Given task 1:
Answer these from the Hadestown piece:
(a) In what year did Hadestown take Broadway by storm?
(b) Who took Orpheus under his wing after his mother abandoned him?
(c) What will keep Eurydice below if Orpheus does it on the way out?
Given task 2: Write a continuation of the Hadestown piece, picking up right after its final sentence.

Extract:
____
Way Down Hadestown: The Characters From Myth to Musical


Orpheus. Eurydice. Hades. Persephone. Hermes. The Fates.

The stories of Greek gods and heroes have been told countless times, in many ways. In 2006, one of the most well-known of these myths would be told again through Anaïs Mitchell’s theatre project Hadestown (US/UK), which would take Broadway by storm in 2019. This gorgeous folk opera intertwines two ancient love stories – that of young dreamers Orpheus and Eurydice, and that of immortal King Hades and lady Persephone – breathing new life into its characters and delivering a defiantly hopeful theatrical experience through its tragic tale.

But how do Hadestown’s characters and their stories differ in mythology and on the stage? Learn more below.

A warning for new Hadestown fans: you’ll find spoilers ahead!



In Hadestown:

Abandoned by his mother, a muse, Orpheus was taken under the wing of her friend Hermes, herald of the gods. A gifted poet and lyre-player, he works to write a song to make spring come again, ending a harsh winter and famine. He meets Eurydice when she is seeking reprieve from the cold and immediately falls in love. Naïvely optimistic, he promises that his song will allow him to provide a safe, comfortable life for them in marriage.

Though he loves Eurydice, he is so focused on fulfilling this promise that he fails to see her hunger and suffering. Only when told by Hermes does he notice that she has disappeared to the underworld. Determined to rescue her, he takes the treacherous journey to Hadestown in the hopes that his song will inspire its king to grant her freedom. The song is Hades and Persephone’s own love melody, and the lovers are granted a challenge: to walk the long journey out of Hadestown together, with Orpheus leading the way. If they trust each other and make it to the sunlight, she will be released. If he turns back to ensure that Eurydice follows, she must remain below.
____
(Picture annotation records)
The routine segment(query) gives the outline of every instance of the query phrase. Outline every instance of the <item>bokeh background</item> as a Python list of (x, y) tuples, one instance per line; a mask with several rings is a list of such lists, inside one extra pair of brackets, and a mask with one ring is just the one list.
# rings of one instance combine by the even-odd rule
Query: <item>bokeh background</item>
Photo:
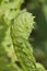
[(47, 0), (24, 0), (21, 9), (24, 8), (35, 16), (35, 28), (30, 36), (34, 56), (47, 69)]

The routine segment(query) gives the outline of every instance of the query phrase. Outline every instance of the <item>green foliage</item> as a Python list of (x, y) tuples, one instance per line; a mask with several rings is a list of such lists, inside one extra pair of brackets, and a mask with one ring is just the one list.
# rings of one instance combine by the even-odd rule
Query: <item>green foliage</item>
[(36, 63), (28, 42), (35, 16), (21, 10), (22, 3), (23, 0), (0, 2), (0, 71), (46, 71)]

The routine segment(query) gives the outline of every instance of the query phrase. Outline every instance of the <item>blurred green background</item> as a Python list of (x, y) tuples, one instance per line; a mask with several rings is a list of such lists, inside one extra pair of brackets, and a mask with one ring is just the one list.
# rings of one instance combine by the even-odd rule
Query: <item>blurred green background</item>
[(34, 47), (36, 61), (47, 69), (47, 0), (24, 0), (22, 9), (24, 8), (35, 16), (35, 28), (30, 42)]
[(35, 16), (35, 28), (30, 43), (33, 45), (36, 61), (47, 69), (47, 0), (24, 0), (21, 9), (27, 9)]

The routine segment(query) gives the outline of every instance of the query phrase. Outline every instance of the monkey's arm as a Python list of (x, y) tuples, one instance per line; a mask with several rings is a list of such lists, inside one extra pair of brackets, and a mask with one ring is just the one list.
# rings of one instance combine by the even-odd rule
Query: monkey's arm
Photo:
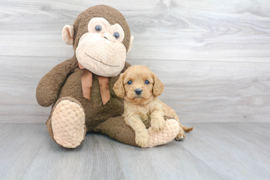
[(76, 59), (72, 58), (56, 66), (45, 74), (36, 89), (36, 97), (38, 103), (43, 107), (48, 107), (54, 104), (68, 76), (77, 67)]

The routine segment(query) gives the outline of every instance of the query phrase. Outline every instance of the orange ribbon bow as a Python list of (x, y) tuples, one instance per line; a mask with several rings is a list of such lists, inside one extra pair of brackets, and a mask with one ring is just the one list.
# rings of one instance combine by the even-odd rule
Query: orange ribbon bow
[[(78, 61), (79, 68), (84, 69), (81, 75), (81, 86), (82, 86), (82, 93), (83, 97), (91, 101), (91, 91), (92, 90), (92, 72), (86, 69)], [(97, 75), (100, 90), (100, 94), (102, 103), (105, 105), (110, 99), (109, 89), (109, 79), (108, 77)]]

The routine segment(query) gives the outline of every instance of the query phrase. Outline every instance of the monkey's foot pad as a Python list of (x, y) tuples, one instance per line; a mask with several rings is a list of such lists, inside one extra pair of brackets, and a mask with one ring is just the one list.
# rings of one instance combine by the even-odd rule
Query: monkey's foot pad
[(148, 129), (150, 136), (149, 144), (147, 147), (151, 148), (166, 144), (173, 140), (179, 131), (179, 124), (174, 119), (166, 120), (166, 127), (160, 133), (156, 133), (150, 127)]
[(83, 109), (69, 100), (61, 100), (55, 107), (52, 117), (54, 138), (59, 145), (75, 148), (81, 145), (85, 135)]

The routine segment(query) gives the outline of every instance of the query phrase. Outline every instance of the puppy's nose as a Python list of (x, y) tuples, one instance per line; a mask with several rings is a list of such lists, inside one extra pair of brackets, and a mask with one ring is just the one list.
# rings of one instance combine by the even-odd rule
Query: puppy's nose
[(142, 91), (142, 90), (141, 90), (141, 89), (136, 89), (135, 90), (135, 93), (137, 95), (140, 95), (141, 94)]

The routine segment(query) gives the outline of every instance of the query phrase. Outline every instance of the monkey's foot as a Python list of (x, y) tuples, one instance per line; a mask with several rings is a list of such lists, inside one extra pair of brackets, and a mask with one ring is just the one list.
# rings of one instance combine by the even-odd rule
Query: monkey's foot
[(174, 119), (166, 120), (166, 127), (160, 133), (156, 133), (152, 128), (148, 130), (150, 136), (149, 143), (146, 147), (151, 148), (171, 141), (179, 131), (179, 124)]
[(81, 104), (68, 98), (61, 99), (54, 106), (52, 116), (53, 139), (61, 146), (75, 148), (85, 137), (84, 112)]

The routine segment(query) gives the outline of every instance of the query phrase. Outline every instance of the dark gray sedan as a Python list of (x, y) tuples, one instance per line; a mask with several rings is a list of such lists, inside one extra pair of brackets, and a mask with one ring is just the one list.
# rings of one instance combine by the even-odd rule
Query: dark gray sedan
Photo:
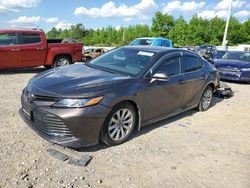
[(35, 76), (23, 90), (20, 114), (56, 144), (117, 145), (134, 129), (192, 108), (208, 110), (218, 75), (190, 51), (121, 47)]

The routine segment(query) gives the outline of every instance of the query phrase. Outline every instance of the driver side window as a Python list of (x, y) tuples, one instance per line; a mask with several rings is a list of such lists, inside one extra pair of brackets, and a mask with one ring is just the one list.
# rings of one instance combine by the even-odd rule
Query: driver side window
[(169, 77), (180, 74), (180, 60), (179, 57), (172, 57), (166, 59), (158, 68), (157, 72), (164, 72)]

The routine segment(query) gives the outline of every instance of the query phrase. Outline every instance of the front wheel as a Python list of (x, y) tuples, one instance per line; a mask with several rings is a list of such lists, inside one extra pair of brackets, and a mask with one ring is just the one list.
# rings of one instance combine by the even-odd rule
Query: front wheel
[(206, 111), (209, 109), (213, 98), (213, 89), (208, 86), (202, 94), (198, 109), (199, 111)]
[(101, 141), (108, 146), (125, 142), (133, 132), (136, 122), (136, 111), (130, 103), (116, 105), (104, 122)]
[(65, 65), (70, 65), (71, 64), (71, 59), (68, 56), (58, 56), (56, 57), (53, 67), (61, 67)]

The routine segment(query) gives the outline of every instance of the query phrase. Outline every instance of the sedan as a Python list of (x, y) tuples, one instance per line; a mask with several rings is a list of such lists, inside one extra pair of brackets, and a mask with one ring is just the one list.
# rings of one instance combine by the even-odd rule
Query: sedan
[(213, 61), (221, 79), (250, 82), (250, 52), (228, 51)]
[(208, 110), (218, 86), (217, 70), (191, 51), (125, 46), (35, 76), (23, 90), (20, 115), (53, 143), (112, 146), (135, 129)]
____
Exercise response 1:
(a) 2019
(b) Hermes, herald of the gods and a friend of his mother
(c) Turning back to ensure that Eurydice follows

Exercise response 2:
But the journey shakes Orpheus’ positive, hopeful nature. Just as the world above comes into view, is overcome with doubt and insecurity. He turns back to ensure she is following, and she disappears. This is where his story ends, to be told again and again.

In mythology:

While it is true that Orpheus is son of a muse, he was not neglected and taken in by Hermes – rather, versions of his tale tell that his talent for singing was taught to him by his mother, and for the lyre by his father Apollo, the god of music and dance. Orpheus’ legends extended far beyond his story with Eurydice, including journeying with the Argonauts. However, the lovers’ tale was simpler: the two married without conflict or famine, and Orpheus’ great song was not that of Hades and Persephone, but written for Eurydice on their wedding day.

As in Hadestown, Orpheus journeyed to the underworld to save Eurydice after her death, charming all in his path with his love song, and faced Hades’ challenge. But after he turned to see Eurydice and lost her to the underworld forever, his story got sadder still. In one common telling, Orpheus took his life to join her. In another, he shunned mankind and gave up music, only to be murdered by the Maenads, the female followers of the god Dionysos.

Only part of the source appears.